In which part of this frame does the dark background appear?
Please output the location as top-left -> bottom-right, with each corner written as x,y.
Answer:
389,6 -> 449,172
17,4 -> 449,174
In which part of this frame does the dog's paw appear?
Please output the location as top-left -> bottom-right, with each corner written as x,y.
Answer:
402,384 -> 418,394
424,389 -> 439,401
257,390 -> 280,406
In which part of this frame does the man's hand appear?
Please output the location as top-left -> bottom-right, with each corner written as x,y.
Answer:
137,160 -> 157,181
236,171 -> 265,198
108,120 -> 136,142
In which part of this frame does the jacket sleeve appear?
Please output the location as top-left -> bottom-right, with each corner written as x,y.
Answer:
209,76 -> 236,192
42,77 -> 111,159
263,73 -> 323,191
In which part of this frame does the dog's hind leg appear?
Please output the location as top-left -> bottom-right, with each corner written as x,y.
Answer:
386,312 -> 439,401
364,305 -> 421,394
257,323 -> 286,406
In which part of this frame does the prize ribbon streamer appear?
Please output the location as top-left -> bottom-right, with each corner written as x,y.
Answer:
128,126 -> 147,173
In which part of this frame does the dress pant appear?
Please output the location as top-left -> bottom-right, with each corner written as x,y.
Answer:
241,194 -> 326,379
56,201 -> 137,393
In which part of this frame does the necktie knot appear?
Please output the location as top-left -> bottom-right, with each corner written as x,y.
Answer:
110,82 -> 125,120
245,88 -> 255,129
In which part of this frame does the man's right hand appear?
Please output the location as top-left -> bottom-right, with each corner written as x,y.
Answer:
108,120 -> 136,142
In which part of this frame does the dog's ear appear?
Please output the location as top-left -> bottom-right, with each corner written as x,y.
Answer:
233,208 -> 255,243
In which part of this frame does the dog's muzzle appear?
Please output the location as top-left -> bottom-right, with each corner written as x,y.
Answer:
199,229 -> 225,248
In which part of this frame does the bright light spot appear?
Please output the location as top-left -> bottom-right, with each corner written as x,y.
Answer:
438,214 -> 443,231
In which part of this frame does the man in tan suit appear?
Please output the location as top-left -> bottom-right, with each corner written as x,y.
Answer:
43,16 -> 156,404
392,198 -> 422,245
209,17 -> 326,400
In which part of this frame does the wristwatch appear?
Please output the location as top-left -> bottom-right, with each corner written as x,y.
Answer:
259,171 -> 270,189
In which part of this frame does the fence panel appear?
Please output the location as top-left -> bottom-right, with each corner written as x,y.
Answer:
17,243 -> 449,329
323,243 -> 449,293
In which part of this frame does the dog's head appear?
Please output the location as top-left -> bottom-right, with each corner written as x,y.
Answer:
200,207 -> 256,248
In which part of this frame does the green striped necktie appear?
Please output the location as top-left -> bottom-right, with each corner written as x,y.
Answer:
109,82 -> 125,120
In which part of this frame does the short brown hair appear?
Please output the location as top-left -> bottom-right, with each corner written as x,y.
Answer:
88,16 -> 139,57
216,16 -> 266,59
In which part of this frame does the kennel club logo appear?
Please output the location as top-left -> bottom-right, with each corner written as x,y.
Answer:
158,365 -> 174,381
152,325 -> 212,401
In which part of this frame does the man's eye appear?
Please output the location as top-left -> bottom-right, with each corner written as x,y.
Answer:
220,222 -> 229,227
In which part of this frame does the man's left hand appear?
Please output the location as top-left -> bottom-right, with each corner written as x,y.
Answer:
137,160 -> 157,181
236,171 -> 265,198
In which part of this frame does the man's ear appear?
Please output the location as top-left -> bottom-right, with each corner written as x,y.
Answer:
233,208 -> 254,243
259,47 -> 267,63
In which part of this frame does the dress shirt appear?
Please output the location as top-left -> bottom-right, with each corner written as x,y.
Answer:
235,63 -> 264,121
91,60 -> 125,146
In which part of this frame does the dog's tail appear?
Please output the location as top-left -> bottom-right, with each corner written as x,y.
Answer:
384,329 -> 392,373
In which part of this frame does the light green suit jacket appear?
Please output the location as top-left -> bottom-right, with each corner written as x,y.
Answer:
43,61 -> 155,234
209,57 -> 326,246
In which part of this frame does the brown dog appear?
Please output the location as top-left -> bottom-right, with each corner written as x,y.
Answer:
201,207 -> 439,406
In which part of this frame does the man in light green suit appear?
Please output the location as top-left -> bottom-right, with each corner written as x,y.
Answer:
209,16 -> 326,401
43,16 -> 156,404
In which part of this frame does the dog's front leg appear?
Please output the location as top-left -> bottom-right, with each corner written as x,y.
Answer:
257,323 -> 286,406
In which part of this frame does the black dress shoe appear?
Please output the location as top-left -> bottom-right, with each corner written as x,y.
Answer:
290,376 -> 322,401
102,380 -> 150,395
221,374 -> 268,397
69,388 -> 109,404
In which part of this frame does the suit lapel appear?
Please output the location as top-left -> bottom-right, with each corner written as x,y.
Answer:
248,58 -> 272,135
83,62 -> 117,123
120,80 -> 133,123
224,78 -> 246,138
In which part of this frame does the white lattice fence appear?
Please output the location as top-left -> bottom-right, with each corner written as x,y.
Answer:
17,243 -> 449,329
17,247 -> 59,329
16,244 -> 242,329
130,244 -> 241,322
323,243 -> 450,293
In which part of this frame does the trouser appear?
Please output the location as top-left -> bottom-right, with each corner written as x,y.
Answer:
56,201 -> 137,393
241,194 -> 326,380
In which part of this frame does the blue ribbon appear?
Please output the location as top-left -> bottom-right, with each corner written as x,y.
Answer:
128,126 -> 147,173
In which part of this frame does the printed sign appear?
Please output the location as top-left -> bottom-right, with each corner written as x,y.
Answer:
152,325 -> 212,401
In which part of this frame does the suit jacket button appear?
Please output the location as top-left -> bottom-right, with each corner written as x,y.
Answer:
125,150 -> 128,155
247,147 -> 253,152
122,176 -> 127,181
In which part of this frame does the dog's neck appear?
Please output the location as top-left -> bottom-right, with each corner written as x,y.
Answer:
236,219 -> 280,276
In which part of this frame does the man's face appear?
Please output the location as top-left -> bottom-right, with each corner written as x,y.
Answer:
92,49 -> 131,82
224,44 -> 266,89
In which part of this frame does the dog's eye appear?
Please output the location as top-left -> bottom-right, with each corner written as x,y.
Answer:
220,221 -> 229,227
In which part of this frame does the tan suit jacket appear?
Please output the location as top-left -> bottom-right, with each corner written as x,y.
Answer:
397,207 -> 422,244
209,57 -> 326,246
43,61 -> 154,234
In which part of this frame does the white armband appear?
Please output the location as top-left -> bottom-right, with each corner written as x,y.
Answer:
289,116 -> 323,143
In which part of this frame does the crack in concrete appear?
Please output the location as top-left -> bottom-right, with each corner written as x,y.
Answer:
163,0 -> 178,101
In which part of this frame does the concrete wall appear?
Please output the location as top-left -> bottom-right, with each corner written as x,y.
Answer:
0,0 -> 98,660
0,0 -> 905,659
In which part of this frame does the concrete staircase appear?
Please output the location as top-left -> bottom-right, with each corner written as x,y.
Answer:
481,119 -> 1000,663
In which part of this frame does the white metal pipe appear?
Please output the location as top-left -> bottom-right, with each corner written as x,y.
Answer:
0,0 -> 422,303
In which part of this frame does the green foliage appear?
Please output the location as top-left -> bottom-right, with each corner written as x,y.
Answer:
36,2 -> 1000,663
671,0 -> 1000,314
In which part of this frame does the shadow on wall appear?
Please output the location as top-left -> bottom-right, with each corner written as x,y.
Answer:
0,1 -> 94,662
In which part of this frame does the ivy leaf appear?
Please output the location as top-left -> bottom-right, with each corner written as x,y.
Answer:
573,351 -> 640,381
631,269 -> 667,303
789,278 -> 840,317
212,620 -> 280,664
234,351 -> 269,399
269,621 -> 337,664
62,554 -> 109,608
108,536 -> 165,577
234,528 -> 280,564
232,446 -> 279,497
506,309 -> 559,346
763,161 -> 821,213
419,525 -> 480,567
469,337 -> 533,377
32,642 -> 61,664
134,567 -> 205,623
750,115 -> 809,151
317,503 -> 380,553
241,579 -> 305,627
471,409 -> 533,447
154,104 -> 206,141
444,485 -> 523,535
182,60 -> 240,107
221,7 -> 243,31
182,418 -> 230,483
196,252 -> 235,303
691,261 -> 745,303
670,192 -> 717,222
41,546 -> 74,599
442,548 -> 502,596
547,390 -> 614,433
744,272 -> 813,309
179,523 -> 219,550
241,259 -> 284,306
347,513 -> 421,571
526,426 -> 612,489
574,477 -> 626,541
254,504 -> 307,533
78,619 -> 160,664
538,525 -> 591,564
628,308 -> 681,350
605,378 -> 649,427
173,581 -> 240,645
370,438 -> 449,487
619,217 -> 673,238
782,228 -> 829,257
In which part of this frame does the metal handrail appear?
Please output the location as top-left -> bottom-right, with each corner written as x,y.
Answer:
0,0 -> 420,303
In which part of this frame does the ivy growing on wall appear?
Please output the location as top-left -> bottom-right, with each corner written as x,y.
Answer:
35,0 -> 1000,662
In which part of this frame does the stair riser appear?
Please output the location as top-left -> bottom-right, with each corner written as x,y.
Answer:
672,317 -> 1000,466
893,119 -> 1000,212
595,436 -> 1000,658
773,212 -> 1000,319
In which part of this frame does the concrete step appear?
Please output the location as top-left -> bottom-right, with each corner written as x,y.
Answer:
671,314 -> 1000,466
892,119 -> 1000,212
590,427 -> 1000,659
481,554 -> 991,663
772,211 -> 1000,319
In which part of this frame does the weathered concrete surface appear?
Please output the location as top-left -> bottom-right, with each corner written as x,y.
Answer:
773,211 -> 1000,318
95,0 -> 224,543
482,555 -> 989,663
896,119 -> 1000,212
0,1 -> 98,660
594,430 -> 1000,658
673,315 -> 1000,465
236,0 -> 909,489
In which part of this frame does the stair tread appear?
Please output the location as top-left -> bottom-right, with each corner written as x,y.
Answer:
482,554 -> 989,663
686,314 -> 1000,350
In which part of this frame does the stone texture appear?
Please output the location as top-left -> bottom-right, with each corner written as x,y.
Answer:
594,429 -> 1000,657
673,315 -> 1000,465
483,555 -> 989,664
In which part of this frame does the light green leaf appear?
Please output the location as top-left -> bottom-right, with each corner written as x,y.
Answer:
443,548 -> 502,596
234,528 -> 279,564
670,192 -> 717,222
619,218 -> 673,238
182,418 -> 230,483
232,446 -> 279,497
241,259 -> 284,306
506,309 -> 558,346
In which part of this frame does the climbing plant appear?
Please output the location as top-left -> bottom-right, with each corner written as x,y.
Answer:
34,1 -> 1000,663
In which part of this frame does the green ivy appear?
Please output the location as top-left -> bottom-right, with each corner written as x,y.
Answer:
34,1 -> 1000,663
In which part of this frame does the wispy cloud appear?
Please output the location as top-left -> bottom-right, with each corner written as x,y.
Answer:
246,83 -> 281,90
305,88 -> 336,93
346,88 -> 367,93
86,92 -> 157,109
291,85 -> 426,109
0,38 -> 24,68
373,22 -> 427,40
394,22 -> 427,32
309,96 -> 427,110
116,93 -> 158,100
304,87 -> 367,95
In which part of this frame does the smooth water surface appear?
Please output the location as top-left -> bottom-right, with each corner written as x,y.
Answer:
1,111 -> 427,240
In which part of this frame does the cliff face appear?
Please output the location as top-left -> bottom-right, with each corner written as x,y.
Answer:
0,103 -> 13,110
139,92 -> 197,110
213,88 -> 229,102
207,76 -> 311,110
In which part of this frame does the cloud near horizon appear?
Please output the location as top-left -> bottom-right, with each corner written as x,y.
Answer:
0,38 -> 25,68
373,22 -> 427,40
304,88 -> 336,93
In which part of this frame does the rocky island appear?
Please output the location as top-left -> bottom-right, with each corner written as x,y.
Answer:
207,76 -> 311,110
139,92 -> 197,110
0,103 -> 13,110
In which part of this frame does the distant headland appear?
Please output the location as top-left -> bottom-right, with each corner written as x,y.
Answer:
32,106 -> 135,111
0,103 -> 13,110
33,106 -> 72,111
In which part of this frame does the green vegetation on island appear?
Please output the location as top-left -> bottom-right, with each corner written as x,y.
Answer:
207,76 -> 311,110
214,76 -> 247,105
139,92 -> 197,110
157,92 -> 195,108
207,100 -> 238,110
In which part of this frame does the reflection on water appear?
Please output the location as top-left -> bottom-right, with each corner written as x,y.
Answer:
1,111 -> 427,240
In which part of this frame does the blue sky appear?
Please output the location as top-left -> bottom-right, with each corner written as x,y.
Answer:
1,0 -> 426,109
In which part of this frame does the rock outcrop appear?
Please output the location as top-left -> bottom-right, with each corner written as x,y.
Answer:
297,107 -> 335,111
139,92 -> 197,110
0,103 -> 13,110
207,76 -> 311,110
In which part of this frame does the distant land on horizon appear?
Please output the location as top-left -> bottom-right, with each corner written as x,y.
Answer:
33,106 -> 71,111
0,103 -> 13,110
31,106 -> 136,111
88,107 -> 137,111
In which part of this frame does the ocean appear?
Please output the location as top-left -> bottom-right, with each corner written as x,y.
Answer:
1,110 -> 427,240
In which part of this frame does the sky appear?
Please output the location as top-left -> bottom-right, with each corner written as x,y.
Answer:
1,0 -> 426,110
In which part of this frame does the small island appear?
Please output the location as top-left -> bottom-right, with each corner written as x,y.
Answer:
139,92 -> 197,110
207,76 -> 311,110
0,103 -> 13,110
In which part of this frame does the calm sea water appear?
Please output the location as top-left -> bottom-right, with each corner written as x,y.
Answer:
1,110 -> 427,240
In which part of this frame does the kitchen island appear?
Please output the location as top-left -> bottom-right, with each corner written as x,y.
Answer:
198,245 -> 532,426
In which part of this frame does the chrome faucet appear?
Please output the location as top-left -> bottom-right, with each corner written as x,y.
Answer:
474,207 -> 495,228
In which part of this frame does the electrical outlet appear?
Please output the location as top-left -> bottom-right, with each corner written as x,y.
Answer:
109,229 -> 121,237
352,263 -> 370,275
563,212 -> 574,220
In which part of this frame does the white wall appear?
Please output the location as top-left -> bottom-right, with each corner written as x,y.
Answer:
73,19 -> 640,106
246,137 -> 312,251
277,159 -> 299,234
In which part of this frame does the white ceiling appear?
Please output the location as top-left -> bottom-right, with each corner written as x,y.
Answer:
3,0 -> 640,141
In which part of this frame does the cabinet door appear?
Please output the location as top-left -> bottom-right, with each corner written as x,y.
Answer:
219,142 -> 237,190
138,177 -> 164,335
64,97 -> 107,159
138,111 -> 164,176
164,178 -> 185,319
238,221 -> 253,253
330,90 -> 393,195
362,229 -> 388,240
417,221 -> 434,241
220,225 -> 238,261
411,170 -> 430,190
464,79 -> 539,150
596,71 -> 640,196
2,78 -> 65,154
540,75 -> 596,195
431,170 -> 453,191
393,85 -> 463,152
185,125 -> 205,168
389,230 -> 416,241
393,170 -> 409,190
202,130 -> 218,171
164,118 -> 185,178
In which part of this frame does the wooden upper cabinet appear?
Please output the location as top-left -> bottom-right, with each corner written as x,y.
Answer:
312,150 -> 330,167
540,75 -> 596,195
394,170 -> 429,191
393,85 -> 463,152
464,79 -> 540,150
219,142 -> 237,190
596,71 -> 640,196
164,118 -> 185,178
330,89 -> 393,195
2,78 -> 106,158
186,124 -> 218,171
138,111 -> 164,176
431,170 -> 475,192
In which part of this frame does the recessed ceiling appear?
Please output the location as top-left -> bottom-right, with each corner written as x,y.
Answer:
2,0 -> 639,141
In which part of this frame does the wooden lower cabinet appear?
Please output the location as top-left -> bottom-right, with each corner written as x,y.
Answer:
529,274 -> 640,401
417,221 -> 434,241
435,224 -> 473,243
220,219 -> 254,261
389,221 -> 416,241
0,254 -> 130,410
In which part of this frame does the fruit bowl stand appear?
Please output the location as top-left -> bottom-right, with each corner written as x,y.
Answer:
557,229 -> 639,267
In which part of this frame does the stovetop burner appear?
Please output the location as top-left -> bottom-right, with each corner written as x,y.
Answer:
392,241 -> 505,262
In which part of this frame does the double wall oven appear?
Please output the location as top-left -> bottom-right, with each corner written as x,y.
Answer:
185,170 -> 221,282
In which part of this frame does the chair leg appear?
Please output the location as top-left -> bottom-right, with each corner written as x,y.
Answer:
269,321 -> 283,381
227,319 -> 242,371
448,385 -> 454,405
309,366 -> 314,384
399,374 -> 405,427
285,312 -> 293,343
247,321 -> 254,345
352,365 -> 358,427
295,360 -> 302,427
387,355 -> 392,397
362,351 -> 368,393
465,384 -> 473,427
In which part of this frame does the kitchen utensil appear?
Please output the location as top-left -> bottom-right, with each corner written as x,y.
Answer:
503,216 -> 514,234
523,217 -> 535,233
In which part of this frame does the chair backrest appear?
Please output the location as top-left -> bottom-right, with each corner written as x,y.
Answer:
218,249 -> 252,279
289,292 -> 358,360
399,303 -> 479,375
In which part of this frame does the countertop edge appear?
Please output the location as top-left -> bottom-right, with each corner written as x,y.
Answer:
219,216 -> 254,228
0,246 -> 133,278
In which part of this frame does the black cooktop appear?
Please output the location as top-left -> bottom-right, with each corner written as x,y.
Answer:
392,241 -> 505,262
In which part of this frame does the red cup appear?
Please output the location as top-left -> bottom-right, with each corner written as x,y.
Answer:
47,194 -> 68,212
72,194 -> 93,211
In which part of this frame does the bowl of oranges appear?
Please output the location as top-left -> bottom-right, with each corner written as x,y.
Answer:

-- Your goal --
Show a copy of each line from the records above in which the string "surface" occurs.

-- Output for this task --
In which part of this frame does the weathered concrete surface appear?
In which part of this frame does the smooth water surface appear?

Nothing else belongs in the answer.